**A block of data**
=-=-=

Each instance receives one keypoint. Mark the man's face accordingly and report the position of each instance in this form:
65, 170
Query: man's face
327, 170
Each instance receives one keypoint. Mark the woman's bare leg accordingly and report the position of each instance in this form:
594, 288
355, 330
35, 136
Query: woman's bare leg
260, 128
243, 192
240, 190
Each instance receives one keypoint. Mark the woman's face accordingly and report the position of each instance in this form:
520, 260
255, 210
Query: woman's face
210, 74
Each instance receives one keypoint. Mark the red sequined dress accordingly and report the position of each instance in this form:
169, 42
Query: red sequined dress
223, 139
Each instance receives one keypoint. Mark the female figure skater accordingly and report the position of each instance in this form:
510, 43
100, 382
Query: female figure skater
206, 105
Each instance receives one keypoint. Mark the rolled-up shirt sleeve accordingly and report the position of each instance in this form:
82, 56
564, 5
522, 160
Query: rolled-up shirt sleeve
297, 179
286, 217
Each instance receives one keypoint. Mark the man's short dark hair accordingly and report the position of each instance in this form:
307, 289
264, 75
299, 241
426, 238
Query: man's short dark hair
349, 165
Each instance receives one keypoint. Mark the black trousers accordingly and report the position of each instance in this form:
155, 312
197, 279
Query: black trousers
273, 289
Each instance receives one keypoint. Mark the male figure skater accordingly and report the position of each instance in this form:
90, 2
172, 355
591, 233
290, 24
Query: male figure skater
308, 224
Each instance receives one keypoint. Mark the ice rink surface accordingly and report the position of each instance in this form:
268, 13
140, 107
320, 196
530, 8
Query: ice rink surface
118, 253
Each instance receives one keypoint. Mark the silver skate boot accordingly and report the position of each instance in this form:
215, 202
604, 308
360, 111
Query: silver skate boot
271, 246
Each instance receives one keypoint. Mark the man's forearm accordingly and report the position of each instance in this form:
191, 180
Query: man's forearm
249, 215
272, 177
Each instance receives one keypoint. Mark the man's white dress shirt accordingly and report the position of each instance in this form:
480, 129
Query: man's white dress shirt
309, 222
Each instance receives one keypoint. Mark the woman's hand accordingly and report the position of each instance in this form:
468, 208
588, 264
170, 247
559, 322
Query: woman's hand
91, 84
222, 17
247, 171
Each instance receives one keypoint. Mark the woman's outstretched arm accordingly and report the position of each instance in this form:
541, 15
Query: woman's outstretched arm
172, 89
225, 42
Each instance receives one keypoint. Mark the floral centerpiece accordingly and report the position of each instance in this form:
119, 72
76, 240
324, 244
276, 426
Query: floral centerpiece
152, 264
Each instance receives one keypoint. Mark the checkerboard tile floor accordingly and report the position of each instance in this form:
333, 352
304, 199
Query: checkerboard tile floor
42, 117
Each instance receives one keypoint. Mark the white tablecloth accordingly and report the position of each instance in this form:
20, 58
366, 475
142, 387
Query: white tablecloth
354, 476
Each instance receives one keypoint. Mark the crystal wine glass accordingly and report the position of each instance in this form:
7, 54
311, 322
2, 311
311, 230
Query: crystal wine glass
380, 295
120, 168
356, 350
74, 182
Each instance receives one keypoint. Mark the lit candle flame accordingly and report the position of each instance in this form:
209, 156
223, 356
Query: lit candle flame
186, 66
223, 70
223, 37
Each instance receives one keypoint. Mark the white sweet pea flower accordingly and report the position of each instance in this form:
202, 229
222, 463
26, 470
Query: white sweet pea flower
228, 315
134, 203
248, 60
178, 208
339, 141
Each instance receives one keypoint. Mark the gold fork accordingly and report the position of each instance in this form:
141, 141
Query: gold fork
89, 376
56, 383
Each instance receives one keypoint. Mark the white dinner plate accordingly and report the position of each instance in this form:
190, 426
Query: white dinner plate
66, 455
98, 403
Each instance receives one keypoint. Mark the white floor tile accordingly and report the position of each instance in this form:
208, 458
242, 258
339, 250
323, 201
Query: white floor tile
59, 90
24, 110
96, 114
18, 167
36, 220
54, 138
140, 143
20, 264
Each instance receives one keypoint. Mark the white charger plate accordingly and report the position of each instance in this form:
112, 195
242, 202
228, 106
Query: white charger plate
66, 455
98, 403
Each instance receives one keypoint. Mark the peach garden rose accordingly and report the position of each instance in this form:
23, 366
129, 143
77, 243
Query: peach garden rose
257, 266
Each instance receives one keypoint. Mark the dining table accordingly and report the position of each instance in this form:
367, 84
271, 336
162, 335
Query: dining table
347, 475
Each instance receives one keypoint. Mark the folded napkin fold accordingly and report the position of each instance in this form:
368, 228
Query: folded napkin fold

=-=-=

**What you have to do**
Please rescale the part of the items that opens with the line containing "Each instance receives one keypoint. Mark the white charger" and runs through the end of the items, repeating every line of that part, requests included. Multiply each answer coordinate by 1.35 and round to whole numbers, with halves rounding up.

**Answer to the problem**
Each instance receives one keypoint. Mark the white charger plate accordingly and report the position of each instance in this form:
112, 195
242, 202
228, 106
Query: white charger plate
89, 614
132, 544
Each instance receives one keypoint. Mark the peach garden rose accordingly and report the position of each instance in this form:
23, 366
129, 143
77, 243
Query: peach garden rose
347, 359
Each instance receives one keypoint. Mark the dining table accordingly and report the position of each instance in this form:
367, 84
271, 336
162, 335
Query: dining table
468, 641
Each instance receives one keypoint. Mark the folded napkin fold accordingly and report the position of each instance in this form:
368, 228
Query: folded napkin fold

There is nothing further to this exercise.